In einer Welt, die zunehmend von Vielfalt und individuellen Lebensentwürfen geprägt ist, stoßen traditionelle Konzepte wie Monogamie oder Ehe oft auf moderne Beziehungsmodelle wie Polyamorie. Menschen, die eine andere Form von Liebesbeziehung wählen, stehen vor der Herausforderung, ihren Lebensstil zu erklären und dabei Missverständnisse und Vorurteile zu überwinden. Diese Vorurteile sind tief verwurzelt und ich musste lernen, ihnen mit Selbstbewusstsein und Offenheit zu begegnen.
Seit knapp neun Jahren beschäftige ich mich mit alternativen Beziehungsmodellen und dabei habe ich für mich die Polyamorie entdeckt. Diese Entscheidung hat mich schon des Öfteren in die Konfrontation mit gesellschaftlichen Konventionen und Vorurteilen gebracht. Ein Teil dieser Auseinandersetzungen entstand intrinsisch, ein anderer Teil durch die Außenwelt.
Polyamorie und gesellschaftliche Konventionen
Leider stellt Polyamorie oft eine Herausforderung für traditionelle gesellschaftliche Normen dar. Wenn man offen darüber spricht, stößt man nicht selten auf Unverständnis. Viele Menschen haben eine eingeengte Vorstellung davon, was Liebe bedeutet, und es fällt ihnen schwer zu akzeptieren, dass Liebe in verschiedenen Formen existieren kann. Mich frustriert es, wenn sich Menschen anmaßen, über mein Liebesleben zu urteilen oder mir das Recht absprechen, zu lieben.

* **ARBEITSAUFTRÄGE**
(1) Beantworten Sie anhand des Ausgangstexts:
(a) Seit wie vielen Jahren beschäftigt sich die schreibende Person mit alternativen Beziehungsmodellen?
(b) Welche beiden traditionellen Konzepte werden zu Beginn genannt?
(c) Worauf stößt man laut dem Ausgangstext nicht selten, wenn man offen über Polyamorie spricht?
(2) Zählen Sie alle Beziehungsformen auf, die der Ausgangstext beim Namen nennt.
(3) Schreiben Sie bitte den Abschnitt des Ausgangstexts, der mit den Worten "In einer Welt, die" beginnt und mit "durch die Außenwelt." endet, neu und setzen Sie dabei "Irrtümer" anstelle von "Missverständnisse" ein.
Die Einträge haben mit dem Ausgangstext nichts zu tun.

* **AUFLISTUNG**

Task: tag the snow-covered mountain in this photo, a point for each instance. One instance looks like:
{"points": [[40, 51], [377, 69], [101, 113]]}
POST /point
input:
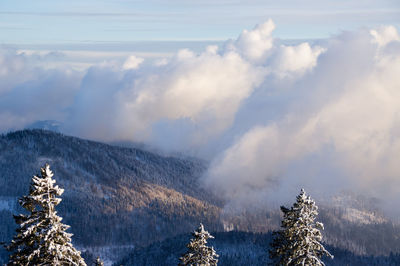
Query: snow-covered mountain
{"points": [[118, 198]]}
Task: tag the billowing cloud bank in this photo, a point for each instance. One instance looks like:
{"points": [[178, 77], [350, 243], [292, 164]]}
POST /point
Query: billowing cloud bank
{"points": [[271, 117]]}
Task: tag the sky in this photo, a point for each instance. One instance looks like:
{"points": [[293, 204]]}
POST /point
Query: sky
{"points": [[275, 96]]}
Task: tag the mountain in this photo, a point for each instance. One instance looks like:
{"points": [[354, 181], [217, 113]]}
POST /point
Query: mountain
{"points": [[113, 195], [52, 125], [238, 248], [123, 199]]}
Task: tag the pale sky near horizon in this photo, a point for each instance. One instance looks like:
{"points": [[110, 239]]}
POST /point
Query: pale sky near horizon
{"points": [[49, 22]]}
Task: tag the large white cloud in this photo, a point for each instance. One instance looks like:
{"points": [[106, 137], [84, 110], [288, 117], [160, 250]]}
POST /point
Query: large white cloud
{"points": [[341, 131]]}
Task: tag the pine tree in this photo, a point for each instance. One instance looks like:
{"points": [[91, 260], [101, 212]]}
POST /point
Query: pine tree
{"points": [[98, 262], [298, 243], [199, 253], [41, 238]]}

* **ZUR ANTWORT**
(1)
(a) Seit knapp neun Jahren.
(b) Monogamie und Ehe.
(c) Auf Unverständnis.

(2) Monogamie, Ehe, Polyamorie

(3)
In einer Welt, die zunehmend von Vielfalt und individuellen Lebensentwürfen geprägt ist, stoßen traditionelle Konzepte wie Monogamie oder Ehe oft auf moderne Beziehungsmodelle wie Polyamorie. Menschen, die eine andere Form von Liebesbeziehung wählen, stehen vor der Herausforderung, ihren Lebensstil zu erklären und dabei Irrtümer und Vorurteile zu überwinden. Diese Vorurteile sind tief verwurzelt und ich musste lernen, ihnen mit Selbstbewusstsein und Offenheit zu begegnen.
Seit knapp neun Jahren beschäftige ich mich mit alternativen Beziehungsmodellen und dabei habe ich für mich die Polyamorie entdeckt. Diese Entscheidung hat mich schon des Öfteren in die Konfrontation mit gesellschaftlichen Konventionen und Vorurteilen gebracht. Ein Teil dieser Auseinandersetzungen entstand intrinsisch, ein anderer Teil durch die Außenwelt.